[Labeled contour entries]
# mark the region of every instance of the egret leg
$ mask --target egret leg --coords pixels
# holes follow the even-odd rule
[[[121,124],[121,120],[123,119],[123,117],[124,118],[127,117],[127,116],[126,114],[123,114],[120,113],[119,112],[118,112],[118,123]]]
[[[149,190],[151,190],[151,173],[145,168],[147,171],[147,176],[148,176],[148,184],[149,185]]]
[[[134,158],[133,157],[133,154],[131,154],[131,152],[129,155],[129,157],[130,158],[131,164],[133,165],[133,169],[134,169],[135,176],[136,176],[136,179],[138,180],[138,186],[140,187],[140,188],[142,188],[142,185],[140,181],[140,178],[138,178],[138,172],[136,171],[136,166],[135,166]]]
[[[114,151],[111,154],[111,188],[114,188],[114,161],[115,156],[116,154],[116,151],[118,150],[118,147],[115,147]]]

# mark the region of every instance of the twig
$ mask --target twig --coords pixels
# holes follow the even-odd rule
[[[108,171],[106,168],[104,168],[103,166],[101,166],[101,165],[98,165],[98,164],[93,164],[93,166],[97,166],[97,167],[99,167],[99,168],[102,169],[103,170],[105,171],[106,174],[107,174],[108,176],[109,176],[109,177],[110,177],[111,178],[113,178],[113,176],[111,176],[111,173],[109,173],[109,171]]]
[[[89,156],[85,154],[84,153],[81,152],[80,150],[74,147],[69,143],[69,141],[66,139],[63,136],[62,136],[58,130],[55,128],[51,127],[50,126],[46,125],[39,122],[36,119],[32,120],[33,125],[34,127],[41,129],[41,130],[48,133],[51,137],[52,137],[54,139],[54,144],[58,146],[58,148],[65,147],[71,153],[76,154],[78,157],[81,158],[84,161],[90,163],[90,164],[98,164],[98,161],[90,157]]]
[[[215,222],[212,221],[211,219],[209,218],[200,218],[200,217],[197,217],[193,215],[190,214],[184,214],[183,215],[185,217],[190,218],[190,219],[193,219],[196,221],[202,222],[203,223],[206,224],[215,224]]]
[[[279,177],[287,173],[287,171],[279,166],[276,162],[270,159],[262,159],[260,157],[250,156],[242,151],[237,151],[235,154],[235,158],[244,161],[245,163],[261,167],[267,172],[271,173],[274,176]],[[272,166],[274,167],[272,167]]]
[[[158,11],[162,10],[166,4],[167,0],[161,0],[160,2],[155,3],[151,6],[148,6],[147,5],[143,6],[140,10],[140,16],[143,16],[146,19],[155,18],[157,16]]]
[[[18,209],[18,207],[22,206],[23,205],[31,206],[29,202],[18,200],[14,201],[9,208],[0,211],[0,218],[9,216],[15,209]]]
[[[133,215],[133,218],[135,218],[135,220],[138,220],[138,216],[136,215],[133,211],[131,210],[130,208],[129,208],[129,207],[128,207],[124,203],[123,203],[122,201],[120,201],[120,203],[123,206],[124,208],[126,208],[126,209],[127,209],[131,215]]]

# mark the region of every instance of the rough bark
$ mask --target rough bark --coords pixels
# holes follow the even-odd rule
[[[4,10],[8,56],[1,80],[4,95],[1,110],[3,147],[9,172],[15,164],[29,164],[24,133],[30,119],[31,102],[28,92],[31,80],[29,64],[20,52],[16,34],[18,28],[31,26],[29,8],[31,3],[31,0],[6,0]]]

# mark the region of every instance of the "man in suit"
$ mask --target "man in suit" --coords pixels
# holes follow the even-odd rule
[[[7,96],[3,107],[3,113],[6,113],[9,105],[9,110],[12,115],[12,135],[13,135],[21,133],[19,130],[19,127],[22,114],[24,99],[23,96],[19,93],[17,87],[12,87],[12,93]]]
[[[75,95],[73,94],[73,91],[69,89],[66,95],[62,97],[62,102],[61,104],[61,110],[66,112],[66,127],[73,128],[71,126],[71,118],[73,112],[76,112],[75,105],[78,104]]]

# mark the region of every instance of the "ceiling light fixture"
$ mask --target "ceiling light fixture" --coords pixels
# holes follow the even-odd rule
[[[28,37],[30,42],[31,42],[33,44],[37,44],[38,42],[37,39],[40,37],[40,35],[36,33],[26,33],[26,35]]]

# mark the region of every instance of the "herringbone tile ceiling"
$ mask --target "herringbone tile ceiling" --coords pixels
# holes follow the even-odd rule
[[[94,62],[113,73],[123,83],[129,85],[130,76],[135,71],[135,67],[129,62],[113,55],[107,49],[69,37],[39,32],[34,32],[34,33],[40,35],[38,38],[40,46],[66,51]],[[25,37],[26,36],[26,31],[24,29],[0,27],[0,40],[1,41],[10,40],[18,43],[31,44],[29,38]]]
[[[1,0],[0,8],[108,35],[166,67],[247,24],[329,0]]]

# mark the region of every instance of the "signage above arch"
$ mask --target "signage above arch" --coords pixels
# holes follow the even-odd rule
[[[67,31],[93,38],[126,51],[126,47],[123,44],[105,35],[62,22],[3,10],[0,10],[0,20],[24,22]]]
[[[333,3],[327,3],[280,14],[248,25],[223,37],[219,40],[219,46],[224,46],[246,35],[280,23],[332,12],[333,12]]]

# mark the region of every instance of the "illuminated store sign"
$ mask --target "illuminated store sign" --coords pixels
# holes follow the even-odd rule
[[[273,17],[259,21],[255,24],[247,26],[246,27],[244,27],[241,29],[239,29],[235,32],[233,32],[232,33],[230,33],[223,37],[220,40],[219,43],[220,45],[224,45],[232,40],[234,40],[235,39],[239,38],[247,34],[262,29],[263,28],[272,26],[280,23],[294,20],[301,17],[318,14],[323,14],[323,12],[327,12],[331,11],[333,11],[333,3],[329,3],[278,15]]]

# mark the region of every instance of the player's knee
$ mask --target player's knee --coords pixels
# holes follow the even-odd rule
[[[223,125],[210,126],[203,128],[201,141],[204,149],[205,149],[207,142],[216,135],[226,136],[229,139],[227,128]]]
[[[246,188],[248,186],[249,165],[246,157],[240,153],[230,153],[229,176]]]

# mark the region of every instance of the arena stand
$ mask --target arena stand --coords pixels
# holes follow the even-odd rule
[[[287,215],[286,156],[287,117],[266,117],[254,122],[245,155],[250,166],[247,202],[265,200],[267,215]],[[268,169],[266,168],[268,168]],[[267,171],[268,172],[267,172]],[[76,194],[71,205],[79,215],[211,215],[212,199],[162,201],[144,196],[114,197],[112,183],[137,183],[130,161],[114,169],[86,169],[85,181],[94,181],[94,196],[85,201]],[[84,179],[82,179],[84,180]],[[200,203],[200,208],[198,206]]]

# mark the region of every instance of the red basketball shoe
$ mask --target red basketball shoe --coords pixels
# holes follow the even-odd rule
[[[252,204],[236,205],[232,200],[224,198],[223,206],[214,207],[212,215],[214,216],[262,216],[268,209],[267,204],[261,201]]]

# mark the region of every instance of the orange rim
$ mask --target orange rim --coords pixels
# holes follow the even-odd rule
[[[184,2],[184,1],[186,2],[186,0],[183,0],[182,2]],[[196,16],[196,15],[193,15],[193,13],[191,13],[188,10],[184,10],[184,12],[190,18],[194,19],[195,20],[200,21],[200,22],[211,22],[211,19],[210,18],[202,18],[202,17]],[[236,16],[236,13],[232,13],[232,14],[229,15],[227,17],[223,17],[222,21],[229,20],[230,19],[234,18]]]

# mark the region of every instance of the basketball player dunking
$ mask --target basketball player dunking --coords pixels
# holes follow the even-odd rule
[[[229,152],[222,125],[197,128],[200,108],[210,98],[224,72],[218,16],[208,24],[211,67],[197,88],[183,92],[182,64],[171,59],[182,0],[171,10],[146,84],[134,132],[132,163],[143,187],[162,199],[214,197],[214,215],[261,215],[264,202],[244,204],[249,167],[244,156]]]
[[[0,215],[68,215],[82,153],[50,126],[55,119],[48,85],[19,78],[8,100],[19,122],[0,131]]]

* * *

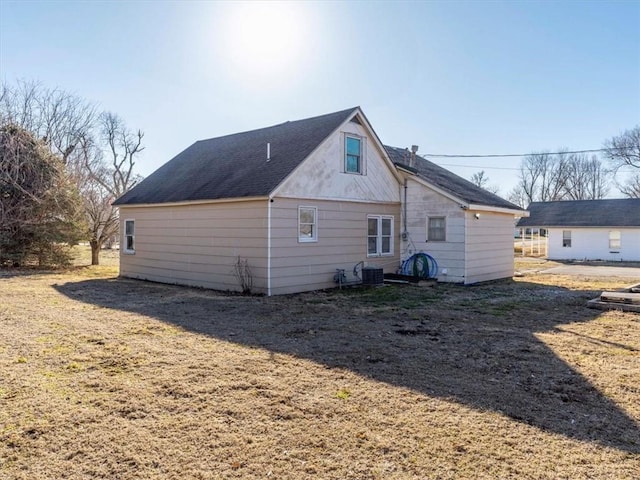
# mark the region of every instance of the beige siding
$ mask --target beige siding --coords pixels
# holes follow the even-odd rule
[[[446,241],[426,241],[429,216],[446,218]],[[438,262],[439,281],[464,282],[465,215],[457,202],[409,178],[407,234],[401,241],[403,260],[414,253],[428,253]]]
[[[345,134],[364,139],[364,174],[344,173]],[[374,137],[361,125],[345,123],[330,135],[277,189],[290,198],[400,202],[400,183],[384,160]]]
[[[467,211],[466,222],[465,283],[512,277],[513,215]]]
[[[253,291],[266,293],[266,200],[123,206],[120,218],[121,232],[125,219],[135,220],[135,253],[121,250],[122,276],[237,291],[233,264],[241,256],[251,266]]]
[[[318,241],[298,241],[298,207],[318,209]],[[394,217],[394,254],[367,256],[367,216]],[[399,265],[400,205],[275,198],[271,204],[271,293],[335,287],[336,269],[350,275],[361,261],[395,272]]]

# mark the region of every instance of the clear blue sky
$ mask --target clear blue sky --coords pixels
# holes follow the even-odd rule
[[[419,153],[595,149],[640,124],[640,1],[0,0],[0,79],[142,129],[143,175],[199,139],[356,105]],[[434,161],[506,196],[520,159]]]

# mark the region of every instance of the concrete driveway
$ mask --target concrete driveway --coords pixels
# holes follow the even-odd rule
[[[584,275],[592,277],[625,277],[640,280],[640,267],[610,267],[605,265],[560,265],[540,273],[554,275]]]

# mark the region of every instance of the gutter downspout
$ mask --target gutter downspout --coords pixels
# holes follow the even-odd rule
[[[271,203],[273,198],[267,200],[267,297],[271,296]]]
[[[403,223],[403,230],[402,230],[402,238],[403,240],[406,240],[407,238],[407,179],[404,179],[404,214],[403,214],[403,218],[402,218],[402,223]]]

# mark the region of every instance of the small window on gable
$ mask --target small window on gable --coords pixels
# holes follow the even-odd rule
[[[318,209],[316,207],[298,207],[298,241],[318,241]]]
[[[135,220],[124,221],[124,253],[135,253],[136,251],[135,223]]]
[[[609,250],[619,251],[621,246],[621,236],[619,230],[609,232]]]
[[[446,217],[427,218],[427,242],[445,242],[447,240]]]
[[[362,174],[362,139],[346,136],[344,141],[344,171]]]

---

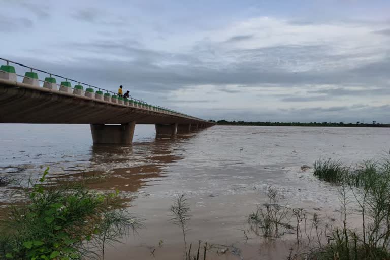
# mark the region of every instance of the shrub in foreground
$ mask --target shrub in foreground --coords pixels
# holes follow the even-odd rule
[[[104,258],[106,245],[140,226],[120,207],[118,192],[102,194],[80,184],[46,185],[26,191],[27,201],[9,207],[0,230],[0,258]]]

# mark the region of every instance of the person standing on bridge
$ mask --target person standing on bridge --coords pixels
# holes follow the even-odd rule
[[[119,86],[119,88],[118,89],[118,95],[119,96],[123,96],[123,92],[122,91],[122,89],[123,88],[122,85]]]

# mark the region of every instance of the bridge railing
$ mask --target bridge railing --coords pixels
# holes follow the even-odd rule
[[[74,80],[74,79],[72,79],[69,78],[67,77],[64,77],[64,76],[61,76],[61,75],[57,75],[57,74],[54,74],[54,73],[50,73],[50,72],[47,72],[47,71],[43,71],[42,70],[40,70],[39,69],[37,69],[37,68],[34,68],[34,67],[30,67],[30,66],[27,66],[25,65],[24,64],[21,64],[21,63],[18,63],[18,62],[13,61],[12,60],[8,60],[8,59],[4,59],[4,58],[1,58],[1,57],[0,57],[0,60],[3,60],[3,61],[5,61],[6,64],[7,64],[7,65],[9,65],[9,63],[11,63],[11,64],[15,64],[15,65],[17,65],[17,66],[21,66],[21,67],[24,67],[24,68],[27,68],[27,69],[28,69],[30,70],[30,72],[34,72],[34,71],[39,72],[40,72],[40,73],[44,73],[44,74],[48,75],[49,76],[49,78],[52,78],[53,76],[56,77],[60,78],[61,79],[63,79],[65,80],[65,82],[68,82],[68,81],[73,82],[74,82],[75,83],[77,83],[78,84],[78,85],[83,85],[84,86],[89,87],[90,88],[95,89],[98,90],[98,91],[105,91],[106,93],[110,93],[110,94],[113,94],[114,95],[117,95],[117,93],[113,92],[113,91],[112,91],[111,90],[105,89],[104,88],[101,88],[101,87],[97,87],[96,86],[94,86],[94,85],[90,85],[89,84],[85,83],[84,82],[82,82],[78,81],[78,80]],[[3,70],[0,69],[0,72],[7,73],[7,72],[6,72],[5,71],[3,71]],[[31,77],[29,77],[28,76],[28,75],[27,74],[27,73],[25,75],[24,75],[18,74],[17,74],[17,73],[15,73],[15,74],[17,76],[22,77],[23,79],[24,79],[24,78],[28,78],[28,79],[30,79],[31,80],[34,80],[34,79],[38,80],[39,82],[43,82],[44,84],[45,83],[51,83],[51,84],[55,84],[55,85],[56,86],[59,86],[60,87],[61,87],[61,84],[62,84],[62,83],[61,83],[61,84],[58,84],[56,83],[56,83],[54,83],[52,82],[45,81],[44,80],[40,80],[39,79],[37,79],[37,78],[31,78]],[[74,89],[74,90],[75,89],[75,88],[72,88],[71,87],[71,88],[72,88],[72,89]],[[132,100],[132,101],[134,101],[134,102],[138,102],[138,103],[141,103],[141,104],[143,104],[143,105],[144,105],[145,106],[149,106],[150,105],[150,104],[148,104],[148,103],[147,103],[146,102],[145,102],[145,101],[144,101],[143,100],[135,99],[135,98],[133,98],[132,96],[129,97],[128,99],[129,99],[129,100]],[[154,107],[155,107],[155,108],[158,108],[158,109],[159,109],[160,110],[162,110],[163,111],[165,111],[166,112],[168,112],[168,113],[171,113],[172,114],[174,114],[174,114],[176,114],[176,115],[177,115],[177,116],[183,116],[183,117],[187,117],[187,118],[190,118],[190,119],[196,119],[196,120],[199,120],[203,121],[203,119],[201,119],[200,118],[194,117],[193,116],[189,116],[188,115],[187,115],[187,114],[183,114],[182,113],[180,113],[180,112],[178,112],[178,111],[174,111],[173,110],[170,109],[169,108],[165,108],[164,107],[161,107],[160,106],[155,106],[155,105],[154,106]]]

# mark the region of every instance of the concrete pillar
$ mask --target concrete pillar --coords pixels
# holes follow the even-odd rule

» Exercise directions: Collect every line in the rows above that contains the word "suit" and copy each one in full.

» Exercise response:
# mark the region of every instance of the "man in suit"
$ mask --target "man in suit" --coords pixels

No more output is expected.